(Object position labeling entries)
(begin)

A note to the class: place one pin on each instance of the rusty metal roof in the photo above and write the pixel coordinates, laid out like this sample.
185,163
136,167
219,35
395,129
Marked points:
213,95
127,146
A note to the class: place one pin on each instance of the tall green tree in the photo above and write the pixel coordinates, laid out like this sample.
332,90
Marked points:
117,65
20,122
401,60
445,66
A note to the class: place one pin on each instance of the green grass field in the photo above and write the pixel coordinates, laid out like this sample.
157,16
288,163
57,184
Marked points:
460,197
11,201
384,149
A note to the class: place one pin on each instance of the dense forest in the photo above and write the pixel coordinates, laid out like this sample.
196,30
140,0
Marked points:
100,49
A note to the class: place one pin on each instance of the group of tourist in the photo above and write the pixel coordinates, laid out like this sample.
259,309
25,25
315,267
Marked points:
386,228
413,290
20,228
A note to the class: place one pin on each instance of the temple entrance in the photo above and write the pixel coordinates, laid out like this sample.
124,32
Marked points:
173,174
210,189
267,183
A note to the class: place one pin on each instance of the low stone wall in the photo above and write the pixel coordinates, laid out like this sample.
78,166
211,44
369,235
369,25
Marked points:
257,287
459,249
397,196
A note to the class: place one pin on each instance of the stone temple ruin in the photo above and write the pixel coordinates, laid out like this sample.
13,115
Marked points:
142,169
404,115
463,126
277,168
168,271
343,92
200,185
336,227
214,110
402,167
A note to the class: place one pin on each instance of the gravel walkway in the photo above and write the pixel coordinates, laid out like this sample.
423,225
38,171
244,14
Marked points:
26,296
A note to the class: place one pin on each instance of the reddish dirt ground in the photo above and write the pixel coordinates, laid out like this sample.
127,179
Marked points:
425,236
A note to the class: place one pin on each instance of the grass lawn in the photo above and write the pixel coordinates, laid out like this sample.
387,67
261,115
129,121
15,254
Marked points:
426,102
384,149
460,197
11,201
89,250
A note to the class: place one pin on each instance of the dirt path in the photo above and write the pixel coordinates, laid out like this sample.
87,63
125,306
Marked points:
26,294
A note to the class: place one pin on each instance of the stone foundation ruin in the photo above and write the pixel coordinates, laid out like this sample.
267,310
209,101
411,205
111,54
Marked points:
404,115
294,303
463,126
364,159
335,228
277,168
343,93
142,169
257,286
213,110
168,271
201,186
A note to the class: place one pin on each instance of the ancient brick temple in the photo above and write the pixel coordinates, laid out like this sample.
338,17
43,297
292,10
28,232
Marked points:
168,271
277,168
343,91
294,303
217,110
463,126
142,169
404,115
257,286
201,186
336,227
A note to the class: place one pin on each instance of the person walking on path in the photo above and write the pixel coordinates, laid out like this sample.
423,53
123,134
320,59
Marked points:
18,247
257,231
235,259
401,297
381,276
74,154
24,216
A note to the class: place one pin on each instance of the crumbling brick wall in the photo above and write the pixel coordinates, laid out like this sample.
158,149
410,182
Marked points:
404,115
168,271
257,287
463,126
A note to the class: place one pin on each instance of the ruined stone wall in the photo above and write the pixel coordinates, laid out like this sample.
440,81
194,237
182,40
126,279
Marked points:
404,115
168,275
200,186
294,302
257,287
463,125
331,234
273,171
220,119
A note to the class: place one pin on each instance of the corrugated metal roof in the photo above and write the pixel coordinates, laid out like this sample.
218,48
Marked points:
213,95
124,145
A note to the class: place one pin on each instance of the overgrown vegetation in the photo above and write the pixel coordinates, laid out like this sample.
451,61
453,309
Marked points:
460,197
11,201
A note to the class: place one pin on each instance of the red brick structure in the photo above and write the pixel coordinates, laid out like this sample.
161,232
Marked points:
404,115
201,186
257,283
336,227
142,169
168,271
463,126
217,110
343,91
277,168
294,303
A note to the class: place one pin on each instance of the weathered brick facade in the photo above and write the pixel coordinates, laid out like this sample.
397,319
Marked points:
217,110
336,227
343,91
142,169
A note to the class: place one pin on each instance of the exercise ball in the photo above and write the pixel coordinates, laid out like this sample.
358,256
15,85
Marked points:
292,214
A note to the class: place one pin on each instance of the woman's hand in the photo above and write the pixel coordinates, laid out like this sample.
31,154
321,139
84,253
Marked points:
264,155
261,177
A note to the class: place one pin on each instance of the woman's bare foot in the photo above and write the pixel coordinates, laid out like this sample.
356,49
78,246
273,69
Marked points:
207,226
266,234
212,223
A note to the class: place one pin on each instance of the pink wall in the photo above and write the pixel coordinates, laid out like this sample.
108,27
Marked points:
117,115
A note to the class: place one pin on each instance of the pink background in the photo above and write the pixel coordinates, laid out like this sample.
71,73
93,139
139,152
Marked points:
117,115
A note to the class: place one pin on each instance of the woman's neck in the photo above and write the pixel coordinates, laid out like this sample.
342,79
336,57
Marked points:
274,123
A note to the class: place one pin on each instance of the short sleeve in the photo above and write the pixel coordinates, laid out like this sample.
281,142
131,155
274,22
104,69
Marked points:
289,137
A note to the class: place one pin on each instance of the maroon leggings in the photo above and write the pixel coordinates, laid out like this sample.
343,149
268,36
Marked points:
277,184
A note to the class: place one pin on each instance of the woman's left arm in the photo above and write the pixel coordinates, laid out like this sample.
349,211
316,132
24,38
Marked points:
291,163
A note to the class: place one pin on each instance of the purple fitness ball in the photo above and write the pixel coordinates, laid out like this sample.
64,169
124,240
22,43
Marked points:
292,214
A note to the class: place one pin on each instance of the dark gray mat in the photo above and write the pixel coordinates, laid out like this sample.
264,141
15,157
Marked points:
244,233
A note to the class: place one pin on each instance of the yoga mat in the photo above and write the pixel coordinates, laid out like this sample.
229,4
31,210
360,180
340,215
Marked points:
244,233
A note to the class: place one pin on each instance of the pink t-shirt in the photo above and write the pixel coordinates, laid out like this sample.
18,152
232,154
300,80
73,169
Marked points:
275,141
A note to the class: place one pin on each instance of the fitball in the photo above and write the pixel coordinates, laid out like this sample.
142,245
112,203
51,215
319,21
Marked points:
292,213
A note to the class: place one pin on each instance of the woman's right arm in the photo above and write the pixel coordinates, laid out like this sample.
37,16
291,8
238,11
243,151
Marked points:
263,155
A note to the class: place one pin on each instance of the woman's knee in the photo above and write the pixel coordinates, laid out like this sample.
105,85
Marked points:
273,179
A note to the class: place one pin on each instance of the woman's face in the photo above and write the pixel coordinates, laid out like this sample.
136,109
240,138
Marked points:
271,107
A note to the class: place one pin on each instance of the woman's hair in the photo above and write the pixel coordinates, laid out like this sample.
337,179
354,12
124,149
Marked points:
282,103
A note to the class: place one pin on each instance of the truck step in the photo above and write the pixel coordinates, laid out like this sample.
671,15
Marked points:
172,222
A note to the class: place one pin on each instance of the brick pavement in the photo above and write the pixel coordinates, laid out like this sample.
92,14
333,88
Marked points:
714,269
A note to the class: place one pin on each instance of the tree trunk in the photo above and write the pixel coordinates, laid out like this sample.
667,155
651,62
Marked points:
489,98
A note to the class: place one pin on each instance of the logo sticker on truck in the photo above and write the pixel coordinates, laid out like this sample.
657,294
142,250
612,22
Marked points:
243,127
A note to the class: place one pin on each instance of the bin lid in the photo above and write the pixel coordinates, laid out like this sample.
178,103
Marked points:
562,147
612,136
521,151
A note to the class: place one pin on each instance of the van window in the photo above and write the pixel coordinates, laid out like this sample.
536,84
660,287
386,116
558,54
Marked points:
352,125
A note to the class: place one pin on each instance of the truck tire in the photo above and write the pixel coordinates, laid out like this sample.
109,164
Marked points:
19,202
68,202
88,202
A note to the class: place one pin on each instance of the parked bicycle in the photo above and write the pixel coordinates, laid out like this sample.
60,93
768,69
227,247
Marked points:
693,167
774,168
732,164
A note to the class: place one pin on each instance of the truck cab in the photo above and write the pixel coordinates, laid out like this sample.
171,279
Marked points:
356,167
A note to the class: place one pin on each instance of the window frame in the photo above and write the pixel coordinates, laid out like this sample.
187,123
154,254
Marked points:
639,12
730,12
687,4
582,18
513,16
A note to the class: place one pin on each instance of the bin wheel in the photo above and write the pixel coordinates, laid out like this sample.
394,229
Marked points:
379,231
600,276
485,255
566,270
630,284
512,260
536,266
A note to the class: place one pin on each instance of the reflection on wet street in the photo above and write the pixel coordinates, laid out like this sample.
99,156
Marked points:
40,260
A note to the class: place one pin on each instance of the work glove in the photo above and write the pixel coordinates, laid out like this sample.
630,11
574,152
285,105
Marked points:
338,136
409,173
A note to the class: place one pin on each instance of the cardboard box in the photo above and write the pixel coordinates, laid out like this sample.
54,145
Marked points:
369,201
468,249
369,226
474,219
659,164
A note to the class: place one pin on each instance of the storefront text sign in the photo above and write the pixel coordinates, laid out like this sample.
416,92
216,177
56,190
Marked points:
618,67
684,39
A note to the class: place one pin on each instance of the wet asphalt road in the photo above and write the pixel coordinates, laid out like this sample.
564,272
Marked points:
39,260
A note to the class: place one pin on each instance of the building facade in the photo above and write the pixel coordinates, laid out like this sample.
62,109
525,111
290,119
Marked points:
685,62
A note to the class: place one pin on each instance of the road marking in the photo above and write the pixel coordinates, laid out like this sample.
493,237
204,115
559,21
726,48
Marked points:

(end)

Goal:
Find "the truck cab" in the data above, then repeat that line and all lines after it exactly, ending with the final line.

Completed exercise:
A note to the class: place one pin on each instance of the truck cab in the photo above and write the pixel coordinates, laid out like this sample.
171,279
Marked points:
356,167
A note to the class: place one pin on each instance of the window frame in the photo above and write the pixel coordinates, laid out like this sample.
187,123
154,254
Marked points:
639,12
730,12
687,4
582,18
513,16
A note to the class: place one pin on each instance of the bin wheel in the photo above and write the pixel coordinates, laid out like this sample.
394,229
Marked points:
379,231
600,276
485,255
566,270
630,284
512,260
536,266
A note to the class: place one pin on each instance of the reflection on wet street in the photo above and write the pixel coordinates, laid out like this sample.
99,156
Marked points:
40,260
A note to the class: place one pin on each instance of the work glove in the photo above and write the pixel coordinates, laid out like this sample.
630,11
574,152
285,105
Marked points:
338,136
409,173
A note to the class: place one pin on each instance of the cardboard box in the photo above and write the pixel coordinates, laid out like this sample.
54,145
Marked points:
369,201
468,249
369,226
474,219
659,164
A note to the class: place one pin on each instance of the storefront text sign in the photo above and write the pixel coordinates, laid out like this sample.
416,92
216,177
56,190
Marked points:
618,67
684,39
A note to the class: place one pin on each instance of the wet asphalt road in the photo above and write the pixel coordinates, laid out like this sample.
564,272
Marked points:
39,260
A note to the class: place one pin on each instance of the building facade in the photo above and write the pixel coordinates, laid out like this sample.
62,109
525,111
290,119
Marked points:
685,62
A note to the class: place one pin on each instance of the road marking in the photo above and write the pixel coordinates, laid out like this sample.
493,237
204,115
559,21
726,48
Marked points:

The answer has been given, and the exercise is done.